Gaydamak claims that the price he paid is sensible and that anyone who doesn't get it is "jealous or stupid."

But he also declares that he will stop selling "provocative products" like pork at the chain, close it on Saturdays and even use the retail chain to provide subsidized food for the poor. The road straight into the heart of the Israeli consensus: anti-pork and pro-poor.

What will be left of Tiv Taam? Not much. Its entire relative edge will be eliminated and it will not be long before other enterprising souls open a competing non-kosher supermarket chain to pick up Tiv Taam's customers.

Gaydamak doesn't care. He's on a spree, buying anything and everything at inflated prices.
 
The insane prices that Gaydamak is paying reflect - to a certain extent - what happens on a stock market after four straight years of gains.

The consensus explanation for the boom is Israel's brisk economic growth and soaring corporate profits. Foreign investors are also contributing to the gain. But another explanation is liquidity.

The past three years have seen a revolution in fiscal management. The government learned how to operate on a low deficit, and many entities have been privatized. The state therefore didn't need to raise more debt to finance a nonexistent deficit, leaving NIS 10-15 billion a year at the institutional investors, seeking a place to go.

Also, the treasury is gradually phasing out designated bonds for pension funds, releasing another NIS 14 billion a year onto the market.

The result is massive surplus liquidity looking for investments, and much of it is going to bonds and shares. The result is a sizzling market and climbing prices. There's good reason 2007 has become the Year of the IPO.

In the first quarter of 2007, a record NIS 37 billion in bonds and shares were issued. In the second quarter, which ends at the end of June, the record will be broken with 200 fund-raising efforts, 80 from new companies. An impressive record.

And who is buying up all these issues? Mostly institutionals who have the big money: insurance companies, pension funds and provident funds.

:: EXTRACTED MATERIAL ::

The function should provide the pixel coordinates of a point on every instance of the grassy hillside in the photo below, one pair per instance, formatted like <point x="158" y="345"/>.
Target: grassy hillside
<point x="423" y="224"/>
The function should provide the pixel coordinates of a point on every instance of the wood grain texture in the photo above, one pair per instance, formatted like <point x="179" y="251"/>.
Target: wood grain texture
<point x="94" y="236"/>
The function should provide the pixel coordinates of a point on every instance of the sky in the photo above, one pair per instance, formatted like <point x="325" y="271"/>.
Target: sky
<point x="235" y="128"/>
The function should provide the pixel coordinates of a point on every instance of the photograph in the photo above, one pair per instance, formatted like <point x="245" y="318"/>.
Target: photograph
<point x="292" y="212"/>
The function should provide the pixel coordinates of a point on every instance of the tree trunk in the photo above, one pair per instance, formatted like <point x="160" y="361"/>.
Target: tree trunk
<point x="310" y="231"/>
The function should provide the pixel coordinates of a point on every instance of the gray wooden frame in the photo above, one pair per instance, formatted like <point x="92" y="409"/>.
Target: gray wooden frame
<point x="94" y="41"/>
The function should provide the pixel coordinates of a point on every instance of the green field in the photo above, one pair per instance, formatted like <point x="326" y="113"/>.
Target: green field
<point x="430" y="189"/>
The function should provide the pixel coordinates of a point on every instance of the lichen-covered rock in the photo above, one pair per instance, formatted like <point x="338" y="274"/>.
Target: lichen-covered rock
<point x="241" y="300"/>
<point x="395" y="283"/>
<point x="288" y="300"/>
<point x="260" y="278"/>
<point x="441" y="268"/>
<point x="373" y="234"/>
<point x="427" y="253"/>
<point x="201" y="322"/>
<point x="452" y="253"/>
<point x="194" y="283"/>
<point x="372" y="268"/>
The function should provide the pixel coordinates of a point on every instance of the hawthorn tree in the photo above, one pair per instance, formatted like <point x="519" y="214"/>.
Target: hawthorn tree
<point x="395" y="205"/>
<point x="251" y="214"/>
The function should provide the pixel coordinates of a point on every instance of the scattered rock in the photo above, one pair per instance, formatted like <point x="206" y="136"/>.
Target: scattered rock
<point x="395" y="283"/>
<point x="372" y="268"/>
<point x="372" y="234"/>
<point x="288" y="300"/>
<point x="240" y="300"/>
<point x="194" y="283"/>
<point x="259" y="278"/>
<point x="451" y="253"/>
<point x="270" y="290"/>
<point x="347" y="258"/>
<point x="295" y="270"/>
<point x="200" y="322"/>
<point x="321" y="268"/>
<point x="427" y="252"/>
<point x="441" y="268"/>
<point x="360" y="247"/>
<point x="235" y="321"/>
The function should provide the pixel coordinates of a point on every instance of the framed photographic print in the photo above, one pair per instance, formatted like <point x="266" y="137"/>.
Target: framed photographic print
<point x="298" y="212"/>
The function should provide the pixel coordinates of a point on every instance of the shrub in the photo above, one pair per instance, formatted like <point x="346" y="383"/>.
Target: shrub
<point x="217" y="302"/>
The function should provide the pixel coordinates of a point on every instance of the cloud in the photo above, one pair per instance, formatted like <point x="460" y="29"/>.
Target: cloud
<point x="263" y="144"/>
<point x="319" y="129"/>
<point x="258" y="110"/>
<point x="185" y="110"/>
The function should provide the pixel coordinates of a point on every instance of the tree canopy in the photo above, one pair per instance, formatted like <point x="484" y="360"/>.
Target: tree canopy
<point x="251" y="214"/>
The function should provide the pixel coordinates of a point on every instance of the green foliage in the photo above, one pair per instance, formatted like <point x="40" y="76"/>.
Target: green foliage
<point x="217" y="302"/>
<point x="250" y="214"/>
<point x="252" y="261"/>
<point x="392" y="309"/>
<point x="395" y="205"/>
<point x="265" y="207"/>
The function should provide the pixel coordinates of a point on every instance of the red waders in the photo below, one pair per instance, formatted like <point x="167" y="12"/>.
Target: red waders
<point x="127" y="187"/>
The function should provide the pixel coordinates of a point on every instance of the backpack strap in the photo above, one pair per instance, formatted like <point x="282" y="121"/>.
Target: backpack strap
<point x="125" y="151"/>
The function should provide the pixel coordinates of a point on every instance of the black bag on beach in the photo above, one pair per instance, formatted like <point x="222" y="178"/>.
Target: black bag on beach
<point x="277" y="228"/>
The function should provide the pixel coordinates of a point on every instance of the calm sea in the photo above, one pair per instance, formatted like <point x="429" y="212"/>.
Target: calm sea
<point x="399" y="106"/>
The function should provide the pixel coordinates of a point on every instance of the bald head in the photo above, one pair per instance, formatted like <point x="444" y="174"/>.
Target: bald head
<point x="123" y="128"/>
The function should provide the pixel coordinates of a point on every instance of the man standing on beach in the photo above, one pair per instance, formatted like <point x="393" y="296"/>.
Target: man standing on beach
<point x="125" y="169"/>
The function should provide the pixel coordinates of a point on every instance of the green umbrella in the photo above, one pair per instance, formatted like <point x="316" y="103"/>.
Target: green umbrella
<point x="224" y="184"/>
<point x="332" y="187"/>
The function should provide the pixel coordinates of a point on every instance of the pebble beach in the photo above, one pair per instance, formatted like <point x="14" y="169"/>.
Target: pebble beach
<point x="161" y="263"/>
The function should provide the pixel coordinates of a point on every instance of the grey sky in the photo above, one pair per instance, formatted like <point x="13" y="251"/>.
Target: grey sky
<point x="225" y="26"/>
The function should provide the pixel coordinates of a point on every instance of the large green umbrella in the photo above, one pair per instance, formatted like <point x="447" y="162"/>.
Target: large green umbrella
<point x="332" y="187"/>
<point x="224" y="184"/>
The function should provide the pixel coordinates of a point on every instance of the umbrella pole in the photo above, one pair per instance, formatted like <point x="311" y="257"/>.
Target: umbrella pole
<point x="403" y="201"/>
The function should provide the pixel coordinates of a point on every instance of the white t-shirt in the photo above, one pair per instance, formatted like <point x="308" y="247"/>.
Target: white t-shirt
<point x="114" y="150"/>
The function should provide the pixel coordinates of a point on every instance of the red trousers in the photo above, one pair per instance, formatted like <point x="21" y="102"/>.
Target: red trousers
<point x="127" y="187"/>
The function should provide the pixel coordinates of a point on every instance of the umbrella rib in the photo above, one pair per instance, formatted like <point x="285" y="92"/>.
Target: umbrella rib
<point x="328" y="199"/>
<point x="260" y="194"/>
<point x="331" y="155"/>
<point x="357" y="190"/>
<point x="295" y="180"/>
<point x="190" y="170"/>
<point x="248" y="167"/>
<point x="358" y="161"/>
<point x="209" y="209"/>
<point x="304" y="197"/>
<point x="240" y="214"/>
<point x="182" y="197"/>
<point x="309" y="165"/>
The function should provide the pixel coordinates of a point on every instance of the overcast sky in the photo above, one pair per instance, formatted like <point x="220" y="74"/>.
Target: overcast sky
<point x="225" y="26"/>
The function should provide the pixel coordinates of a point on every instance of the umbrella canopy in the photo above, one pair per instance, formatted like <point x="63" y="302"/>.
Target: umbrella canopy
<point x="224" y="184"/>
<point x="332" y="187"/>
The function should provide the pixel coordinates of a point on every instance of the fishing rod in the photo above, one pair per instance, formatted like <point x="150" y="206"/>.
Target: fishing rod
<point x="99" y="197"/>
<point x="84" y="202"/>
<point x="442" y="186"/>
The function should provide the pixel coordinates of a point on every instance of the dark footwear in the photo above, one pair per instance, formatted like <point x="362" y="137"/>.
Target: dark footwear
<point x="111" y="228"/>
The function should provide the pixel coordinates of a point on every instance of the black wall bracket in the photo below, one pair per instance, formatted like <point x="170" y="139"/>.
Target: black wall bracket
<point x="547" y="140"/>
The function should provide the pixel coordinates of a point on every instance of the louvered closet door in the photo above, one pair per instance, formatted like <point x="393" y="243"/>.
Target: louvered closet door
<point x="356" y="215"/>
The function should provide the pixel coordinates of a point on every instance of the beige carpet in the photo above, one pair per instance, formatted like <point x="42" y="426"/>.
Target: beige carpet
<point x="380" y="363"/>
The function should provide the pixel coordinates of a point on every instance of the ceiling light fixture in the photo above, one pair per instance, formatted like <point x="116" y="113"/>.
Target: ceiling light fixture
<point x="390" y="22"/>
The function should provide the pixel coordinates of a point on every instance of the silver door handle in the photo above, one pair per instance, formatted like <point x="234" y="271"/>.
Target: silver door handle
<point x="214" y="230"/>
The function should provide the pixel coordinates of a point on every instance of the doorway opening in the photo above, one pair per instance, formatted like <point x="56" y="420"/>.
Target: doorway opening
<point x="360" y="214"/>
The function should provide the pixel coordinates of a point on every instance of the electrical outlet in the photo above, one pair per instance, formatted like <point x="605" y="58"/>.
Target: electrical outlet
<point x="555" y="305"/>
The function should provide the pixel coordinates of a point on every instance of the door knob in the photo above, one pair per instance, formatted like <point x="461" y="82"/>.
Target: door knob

:: OBJECTIVES ::
1. Name the kinds of institutional investors that the commentary on Gaydamak and Israel's market boom identifies as the main buyers of the new bond and share issues.
2. Set down everything in the commentary on Gaydamak and Israel's market boom from "In the first" down to "An impressive record.".
3. Take the commentary on Gaydamak and Israel's market boom further, beginning after its final sentence.

:: RESPONSES TO THE TASKS ::
1. Insurance companies, pension funds and provident funds.

2.
In the first quarter of 2007, a record NIS 37 billion in bonds and shares were issued. In the second quarter, which ends at the end of June, the record will be broken with 200 fund-raising efforts, 80 from new companies. An impressive record.

3.
They have also started investing abroad. In recent years, they have undergone two revolutions. The first was in 2001-2002, when global markets were opened to them. The second came in 2005, when the tax discrimination against foreign investment was canceled. As a result, about 10% of the institutionals' assets are invested abroad or NIS 50 billion of their NIS 500 billion total.

In another five years, investment abroad will increase and account for 30 percent of the institutional portfolio. In other words, in the coming years, another NIS 100 billion will emigrate. And, it is now clear, we invest in foreign markets more than they invest in us.

Because institutionals understand that with all due respect to the sizzling Israeli market, the day will come when it reverses - due, for instance, to tensions with Syria or a political-budgetary crisis. On that cloudy day, every investment manager will be praised for the returns he gets on his overseas investments.

Here, too, a little luck helps, and the luck this time comes in the form of the development of Internet and the information revolution. This allows investment managers here to be plugged into foreign markets without leaving their Tel Aviv offices. They can track goings on in global markets, follow news and analysis in real time, via the Internet, and invest overseas without incurring high costs.

The advantage for the Israeli investor is huge. This allows him to diversify and reduce risk. Investment overseas is an insurance policy against the risks of the unstable Israeli market. After all, not everyone has Gaydamak's billions or the ability to lose them in a flash.